# CONSIGNE A
Recopiez le passage de l'extrait sur la méta-analyse VICTORIA+VICTOR qui va de « La méta-analyse préprogrammée » à « à 6000 pg/mL. ».
# CONSIGNE B
Relevez chaque valeur de HR citée dans l'extrait sur la méta-analyse VICTORIA+VICTOR, avec le critère auquel elle se rapporte.

# EXTRAIT CHOISI
_ _ _ _ _ _ _

La méta-analyse préprogrammée VICTORIA+VICTOR (n=11 155) confirme un bénéfice modeste mais significatif sur le composite (HR 0,91 ; 0,85–0,98 ; p=0,0088), la mortalité CV (HR 0,89 ; 0,80–0,98 ; p=0,020) et toutes causes (HR 0,90 ; 0,82–0,99 ; p=0,025), avec un signal liminaire sur la première hospitalisation (HR 0,92 ; 0,84–1,00 ; p=0,043). Le bénéfice apparaît plus tôt pour les hospitalisations (~4 mois) que pour la mortalité CV (~8 mois), et semble plus marqué si le NT-proBNP de base est inférieur ou égal à 6000 pg/mL.

_ _ _ _ _ _ _

# SECTION DES DONNÉES

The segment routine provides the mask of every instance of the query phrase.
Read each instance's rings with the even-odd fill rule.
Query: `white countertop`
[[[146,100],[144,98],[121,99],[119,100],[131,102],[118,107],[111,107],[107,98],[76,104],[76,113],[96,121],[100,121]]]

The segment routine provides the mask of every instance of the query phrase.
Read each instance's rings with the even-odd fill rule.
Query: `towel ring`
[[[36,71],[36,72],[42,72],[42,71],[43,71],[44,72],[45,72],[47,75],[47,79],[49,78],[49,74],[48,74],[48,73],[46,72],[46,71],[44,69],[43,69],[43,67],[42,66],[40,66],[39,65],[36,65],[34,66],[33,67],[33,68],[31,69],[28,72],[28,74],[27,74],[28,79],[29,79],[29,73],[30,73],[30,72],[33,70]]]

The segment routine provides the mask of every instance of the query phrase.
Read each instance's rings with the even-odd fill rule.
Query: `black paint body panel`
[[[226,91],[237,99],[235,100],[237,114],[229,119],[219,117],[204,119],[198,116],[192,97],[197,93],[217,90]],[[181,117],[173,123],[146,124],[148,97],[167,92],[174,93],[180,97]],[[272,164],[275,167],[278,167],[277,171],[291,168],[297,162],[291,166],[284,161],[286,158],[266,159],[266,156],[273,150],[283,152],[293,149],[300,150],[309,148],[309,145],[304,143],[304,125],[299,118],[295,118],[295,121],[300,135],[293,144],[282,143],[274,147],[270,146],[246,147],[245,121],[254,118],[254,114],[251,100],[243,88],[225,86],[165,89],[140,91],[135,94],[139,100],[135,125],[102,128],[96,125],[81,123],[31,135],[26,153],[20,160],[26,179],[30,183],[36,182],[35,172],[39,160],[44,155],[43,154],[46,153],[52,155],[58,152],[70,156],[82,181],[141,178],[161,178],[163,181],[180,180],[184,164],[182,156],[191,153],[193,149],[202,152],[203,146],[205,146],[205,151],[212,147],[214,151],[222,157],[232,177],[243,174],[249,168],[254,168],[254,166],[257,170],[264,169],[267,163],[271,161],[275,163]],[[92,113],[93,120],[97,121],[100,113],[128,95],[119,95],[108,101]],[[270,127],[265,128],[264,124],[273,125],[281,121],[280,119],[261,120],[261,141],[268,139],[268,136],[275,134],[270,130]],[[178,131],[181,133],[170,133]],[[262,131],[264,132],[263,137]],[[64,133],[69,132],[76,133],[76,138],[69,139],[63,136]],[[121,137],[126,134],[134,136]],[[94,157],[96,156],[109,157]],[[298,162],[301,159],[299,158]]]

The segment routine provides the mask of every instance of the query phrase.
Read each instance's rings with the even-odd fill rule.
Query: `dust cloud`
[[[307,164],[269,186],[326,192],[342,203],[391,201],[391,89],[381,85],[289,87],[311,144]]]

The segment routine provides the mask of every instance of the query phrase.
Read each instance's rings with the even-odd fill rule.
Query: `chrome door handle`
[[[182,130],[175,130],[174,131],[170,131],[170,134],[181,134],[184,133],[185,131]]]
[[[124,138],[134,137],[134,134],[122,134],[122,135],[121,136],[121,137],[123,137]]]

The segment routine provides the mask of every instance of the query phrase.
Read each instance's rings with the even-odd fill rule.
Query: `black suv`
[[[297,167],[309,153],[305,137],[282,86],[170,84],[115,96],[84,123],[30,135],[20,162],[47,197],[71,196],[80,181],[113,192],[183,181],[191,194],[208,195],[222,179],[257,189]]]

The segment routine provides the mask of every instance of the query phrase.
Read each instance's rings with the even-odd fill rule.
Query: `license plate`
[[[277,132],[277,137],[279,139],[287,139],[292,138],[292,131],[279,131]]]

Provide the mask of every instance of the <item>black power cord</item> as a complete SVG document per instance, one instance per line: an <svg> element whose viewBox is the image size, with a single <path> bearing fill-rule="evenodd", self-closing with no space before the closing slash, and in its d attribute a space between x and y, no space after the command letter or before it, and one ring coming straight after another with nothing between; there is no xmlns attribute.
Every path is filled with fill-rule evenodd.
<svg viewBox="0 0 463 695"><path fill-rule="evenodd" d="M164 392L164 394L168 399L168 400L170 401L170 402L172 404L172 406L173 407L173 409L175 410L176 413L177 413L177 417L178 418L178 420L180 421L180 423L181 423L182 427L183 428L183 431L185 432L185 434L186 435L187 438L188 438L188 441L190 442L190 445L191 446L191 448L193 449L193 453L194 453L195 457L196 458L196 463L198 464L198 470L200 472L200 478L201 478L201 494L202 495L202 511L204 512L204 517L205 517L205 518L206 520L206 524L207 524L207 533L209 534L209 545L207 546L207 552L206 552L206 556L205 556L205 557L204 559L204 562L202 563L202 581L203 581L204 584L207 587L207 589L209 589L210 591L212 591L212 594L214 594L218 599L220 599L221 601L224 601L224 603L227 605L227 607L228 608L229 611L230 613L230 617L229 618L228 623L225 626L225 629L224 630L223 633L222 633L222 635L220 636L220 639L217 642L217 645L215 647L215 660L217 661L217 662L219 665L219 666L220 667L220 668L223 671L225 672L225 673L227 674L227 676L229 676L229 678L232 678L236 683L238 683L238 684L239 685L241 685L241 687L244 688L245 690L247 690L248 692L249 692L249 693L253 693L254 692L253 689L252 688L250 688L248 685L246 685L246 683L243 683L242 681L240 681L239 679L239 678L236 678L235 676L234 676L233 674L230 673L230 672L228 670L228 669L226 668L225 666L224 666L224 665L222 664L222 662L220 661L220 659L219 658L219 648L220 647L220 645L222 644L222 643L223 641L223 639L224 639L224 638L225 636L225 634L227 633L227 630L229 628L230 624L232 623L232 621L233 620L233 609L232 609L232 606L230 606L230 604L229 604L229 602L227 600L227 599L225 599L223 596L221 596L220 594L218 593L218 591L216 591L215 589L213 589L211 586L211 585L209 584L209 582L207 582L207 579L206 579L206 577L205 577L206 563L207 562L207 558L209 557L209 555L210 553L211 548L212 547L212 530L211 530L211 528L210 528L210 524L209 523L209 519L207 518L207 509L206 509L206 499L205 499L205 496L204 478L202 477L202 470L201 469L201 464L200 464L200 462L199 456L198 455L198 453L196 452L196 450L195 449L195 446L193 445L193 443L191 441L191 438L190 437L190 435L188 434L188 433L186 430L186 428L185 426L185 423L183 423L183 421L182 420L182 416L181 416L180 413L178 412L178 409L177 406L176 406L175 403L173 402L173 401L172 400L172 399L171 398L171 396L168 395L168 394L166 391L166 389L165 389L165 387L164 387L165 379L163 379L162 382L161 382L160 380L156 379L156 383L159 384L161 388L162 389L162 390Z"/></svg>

_ _ _ _ _ _ _

# RÉPONSE A
La méta-analyse préprogrammée VICTORIA+VICTOR (n=11 155) confirme un bénéfice modeste mais significatif sur le composite (HR 0,91 ; 0,85–0,98 ; p=0,0088), la mortalité CV (HR 0,89 ; 0,80–0,98 ; p=0,020) et toutes causes (HR 0,90 ; 0,82–0,99 ; p=0,025), avec un signal liminaire sur la première hospitalisation (HR 0,92 ; 0,84–1,00 ; p=0,043). Le bénéfice apparaît plus tôt pour les hospitalisations (~4 mois) que pour la mortalité CV (~8 mois), et semble plus marqué si le NT-proBNP de base est inférieur ou égal à 6000 pg/mL.

# RÉPONSE B
- Composite : HR 0,91
- Mortalité CV : HR 0,89
- Mortalité toutes causes : HR 0,90
- Première hospitalisation : HR 0,92